§ Instructions for the task: Working from the listing below, set down every line exactly.
====
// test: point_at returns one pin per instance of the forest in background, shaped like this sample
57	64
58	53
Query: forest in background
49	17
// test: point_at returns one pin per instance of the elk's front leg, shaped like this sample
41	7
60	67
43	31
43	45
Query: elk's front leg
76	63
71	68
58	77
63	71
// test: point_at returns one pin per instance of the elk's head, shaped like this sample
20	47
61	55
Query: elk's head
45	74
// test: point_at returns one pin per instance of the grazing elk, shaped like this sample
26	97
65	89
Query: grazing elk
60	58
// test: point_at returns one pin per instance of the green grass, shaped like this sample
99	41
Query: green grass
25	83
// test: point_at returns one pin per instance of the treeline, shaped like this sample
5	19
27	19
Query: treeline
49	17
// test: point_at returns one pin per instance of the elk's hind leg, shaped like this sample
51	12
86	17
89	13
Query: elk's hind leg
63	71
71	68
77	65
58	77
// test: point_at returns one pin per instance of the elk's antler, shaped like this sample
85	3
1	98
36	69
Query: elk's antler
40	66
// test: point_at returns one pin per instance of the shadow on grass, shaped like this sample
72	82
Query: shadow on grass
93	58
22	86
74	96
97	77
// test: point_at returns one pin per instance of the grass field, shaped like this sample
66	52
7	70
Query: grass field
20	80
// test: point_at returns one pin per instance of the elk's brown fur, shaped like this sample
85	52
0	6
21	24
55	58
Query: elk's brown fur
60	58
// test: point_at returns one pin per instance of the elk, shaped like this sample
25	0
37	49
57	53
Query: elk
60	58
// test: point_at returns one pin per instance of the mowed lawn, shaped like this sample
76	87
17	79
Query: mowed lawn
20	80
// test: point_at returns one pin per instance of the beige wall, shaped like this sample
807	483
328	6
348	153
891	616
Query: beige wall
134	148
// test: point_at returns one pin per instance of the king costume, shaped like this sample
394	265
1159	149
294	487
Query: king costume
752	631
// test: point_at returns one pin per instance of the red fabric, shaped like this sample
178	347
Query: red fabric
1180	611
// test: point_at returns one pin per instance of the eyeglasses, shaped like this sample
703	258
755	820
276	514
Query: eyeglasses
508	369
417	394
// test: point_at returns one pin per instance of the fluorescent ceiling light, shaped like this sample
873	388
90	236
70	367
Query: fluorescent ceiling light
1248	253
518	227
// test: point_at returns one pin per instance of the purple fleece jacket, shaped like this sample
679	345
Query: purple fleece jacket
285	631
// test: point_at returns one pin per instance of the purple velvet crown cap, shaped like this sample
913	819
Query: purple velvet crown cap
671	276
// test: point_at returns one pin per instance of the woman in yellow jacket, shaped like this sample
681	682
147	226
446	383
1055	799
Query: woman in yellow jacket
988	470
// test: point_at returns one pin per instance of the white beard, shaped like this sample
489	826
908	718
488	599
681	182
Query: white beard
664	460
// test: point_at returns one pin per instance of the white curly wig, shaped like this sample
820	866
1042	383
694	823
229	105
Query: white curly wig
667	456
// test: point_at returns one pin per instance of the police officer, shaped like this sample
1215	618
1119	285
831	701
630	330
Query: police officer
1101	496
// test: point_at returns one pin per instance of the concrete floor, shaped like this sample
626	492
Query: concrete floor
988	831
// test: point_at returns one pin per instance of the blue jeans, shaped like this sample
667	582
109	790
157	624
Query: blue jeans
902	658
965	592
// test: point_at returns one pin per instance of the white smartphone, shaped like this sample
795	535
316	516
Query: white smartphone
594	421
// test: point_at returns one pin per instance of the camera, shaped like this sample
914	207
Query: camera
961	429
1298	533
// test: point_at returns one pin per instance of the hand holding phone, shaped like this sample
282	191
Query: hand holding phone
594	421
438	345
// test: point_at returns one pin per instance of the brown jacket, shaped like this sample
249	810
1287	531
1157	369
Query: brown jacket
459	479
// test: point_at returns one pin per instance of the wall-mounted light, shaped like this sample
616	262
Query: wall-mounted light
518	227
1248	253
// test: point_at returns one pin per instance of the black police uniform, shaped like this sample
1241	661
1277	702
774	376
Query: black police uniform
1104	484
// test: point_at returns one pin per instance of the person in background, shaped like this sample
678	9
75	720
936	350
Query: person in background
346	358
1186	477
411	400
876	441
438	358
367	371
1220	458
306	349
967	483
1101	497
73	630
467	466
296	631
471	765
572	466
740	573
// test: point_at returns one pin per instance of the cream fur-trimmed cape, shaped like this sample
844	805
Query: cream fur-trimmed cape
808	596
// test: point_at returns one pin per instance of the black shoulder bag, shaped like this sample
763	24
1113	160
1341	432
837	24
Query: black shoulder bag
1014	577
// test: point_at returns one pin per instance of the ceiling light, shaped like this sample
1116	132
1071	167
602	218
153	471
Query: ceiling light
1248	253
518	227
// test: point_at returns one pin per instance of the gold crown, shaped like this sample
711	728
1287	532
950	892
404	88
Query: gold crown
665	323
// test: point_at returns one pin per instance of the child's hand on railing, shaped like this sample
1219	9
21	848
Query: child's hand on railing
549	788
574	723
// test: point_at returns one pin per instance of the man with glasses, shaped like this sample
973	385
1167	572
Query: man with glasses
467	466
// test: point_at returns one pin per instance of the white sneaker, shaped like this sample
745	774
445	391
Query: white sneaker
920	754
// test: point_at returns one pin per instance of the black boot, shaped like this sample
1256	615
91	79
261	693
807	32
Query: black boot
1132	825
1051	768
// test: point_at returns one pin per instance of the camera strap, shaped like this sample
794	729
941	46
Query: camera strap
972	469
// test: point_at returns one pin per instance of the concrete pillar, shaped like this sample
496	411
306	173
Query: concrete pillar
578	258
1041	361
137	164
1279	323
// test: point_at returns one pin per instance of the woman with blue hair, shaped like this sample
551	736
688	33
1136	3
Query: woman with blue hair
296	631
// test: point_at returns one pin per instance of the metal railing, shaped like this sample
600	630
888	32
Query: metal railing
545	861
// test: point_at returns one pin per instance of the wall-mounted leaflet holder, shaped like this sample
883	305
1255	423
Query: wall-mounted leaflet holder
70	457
====
§ Exercise solution:
// test: point_at returns one pin per instance of the forest in background, shaped like this sample
57	64
58	53
Query: forest in background
49	17
// test: point_at returns one pin per instance of the elk's front leg, shaped like this sample
41	7
60	67
43	31
43	45
Query: elk's front leg
76	63
71	68
58	77
63	71
// test: point_at returns one pin per instance of the elk's head, shaped like this sample
20	47
61	55
Query: elk's head
45	74
// test: point_at returns one pin per instance of the grazing elk, shaped like this sample
26	97
65	89
Query: grazing elk
60	58
// test: point_at returns one pin per instance of the green grass, shaped like this sample
99	41
Query: green grass
25	83
// test: point_at returns one pin per instance of the treeline, shaped like this sample
5	19
27	19
Query: treeline
49	17
// test: point_at returns one pin per instance of the elk's hind leg, shaped like this sample
51	12
86	17
89	13
Query: elk's hind leg
63	71
71	68
77	65
58	77
// test: point_at returns one pin per instance of the elk's antler, shaped like this sample
85	3
1	98
36	69
Query: elk's antler
40	66
// test: point_at returns one pin per instance of the shadow on grass, shaped like this sample
72	82
Query: shadow on grass
93	58
22	86
74	96
97	77
// test: point_at returns one pin per instance of the grass field, shaped like this sample
66	52
7	70
Query: grass field
20	80
// test: point_at returns one pin per instance of the elk's brown fur, shaped like this sample
85	52
0	6
21	24
55	58
Query: elk's brown fur
60	58
// test: point_at returns one pin per instance of the elk, shaped like this sample
25	0
37	49
57	53
Query: elk
60	58
// test: point_at returns one pin per instance of the mowed lawn, shaped like this sample
76	87
17	79
Query: mowed lawn
20	80
// test: point_at returns one pin per instance of the beige wall, shaped like this sample
807	483
328	6
348	153
891	616
Query: beige wall
134	148
// test: point_at returns one pin per instance of the king costume, shaped like this sample
394	265
1159	149
294	487
Query: king costume
752	631
// test: point_at returns one pin per instance of the red fabric, shaped like this sample
178	347
Query: red fabric
1180	611
// test: point_at returns one pin per instance of the eyeglasses, shaped like this sample
703	258
755	820
276	514
Query: eyeglasses
508	369
417	394
// test: point_at returns one pin per instance of the fluorescent ceiling light, shaped like this sample
873	388
90	236
70	367
Query: fluorescent ceiling light
1248	253
518	227
// test: point_at returns one pin per instance of the purple fleece jacket, shaped like this sample
679	345
Query: purple fleece jacket
285	631
// test: point_at returns one pin per instance of the purple velvet crown cap, shaped like this sample
913	819
Query: purple velvet crown cap
671	276
// test: point_at returns one pin per instance of the woman in yellow jacket, shaped like this sample
681	682
147	226
446	383
1055	799
Query: woman in yellow jacket
988	470
// test: point_at returns one pin per instance of the white beard, shaped like this sample
489	826
908	718
488	599
681	182
Query: white beard
664	460
// test: point_at returns one pin per instance of the white curly wig, shaped like this sample
820	866
1042	383
694	823
229	105
Query: white curly wig
667	456
// test: point_at returns one pin per instance of the police officer, shaped like this sample
1215	618
1119	285
831	701
630	330
Query: police officer
1101	496
// test: point_at returns one pin per instance of the concrete floor, shaped like this sample
626	492
Query: concrete floor
988	831
// test: point_at returns one pin per instance of the blue jeans, shaped like this sample
667	582
109	790
157	624
Query: blue jeans
902	658
965	592
// test: point_at returns one pin per instance of the white smartphone, shaped like this sample
795	535
316	516
Query: white smartphone
594	421
// test: point_at returns one pin per instance of the camera, shaped like this sample
914	207
Query: camera
961	429
1298	533
// test: point_at returns one pin per instance of the hand holding phone, shaped like this sample
282	191
Query: hand holding phone
594	421
438	345
// test: point_at returns one pin per instance of the brown jacket, shaped like this sample
249	810
1287	531
1157	369
Query: brown jacket
459	479
// test: point_at returns one pin per instance of the wall-mounted light, shaped like this sample
616	262
Query: wall-mounted light
518	227
1248	253
// test: point_at returns one pin per instance of the black police uniform, shaped like this sample
1241	661
1277	702
774	376
Query: black police uniform
1104	484
// test: point_at returns one pin per instance of the person in background, shaped like this sample
678	9
75	720
936	350
Query: person in background
346	358
1186	477
411	400
876	441
438	358
367	371
1220	458
306	349
967	483
1101	497
73	630
467	466
296	631
471	765
572	466
740	573
// test: point_at returns one pin per instance of the cream fur-trimmed cape, shaped like this sample
844	805
Query: cream fur-trimmed cape
808	596
// test: point_at returns one pin per instance of the black shoulder bag, shaped like this sample
763	24
1113	160
1341	432
837	24
Query: black shoulder bag
1014	577
// test: point_at returns one pin per instance of the ceiling light, shaped like this sample
1116	132
1071	167
602	218
153	471
Query: ceiling light
1248	253
518	227
// test: point_at returns one pin per instance of the gold crown, shaped like this sample
711	728
1287	532
950	892
404	88
Query: gold crown
665	323
// test: point_at returns one pin per instance of the child's hand on railing, shaped like this sample
1219	9
21	848
Query: child's hand on railing
549	788
574	723
// test: point_at returns one pin per instance of the man with glasses, shaped like this sample
973	385
1167	572
Query: man with glasses
467	466
// test: point_at returns one pin per instance of the white sneaker, shaped like this sample
745	774
445	391
Query: white sneaker
920	754
// test: point_at returns one pin per instance of the black boot, shaped like this sample
1256	615
91	79
261	693
807	32
Query: black boot
1132	825
1051	768
// test: point_at returns one pin per instance of the camera strap, shaped like this sample
794	729
941	46
Query: camera strap
972	469
// test: point_at returns one pin per instance of the concrete pillar, shaped like this sample
496	411
306	173
Query: concrete pillar
578	258
1041	361
137	164
1279	323
// test: point_at returns one pin per instance of the woman with blue hair, shaped like this sample
551	736
688	33
1136	3
Query: woman with blue hair
296	631
// test: point_at returns one pin per instance of the metal railing, shaped like this sample
600	630
888	32
Query: metal railing
545	861
// test: point_at returns one pin per instance of the wall-mounted leaflet holder, shaped like this sample
883	305
1255	423
Query: wall-mounted leaflet holder
70	457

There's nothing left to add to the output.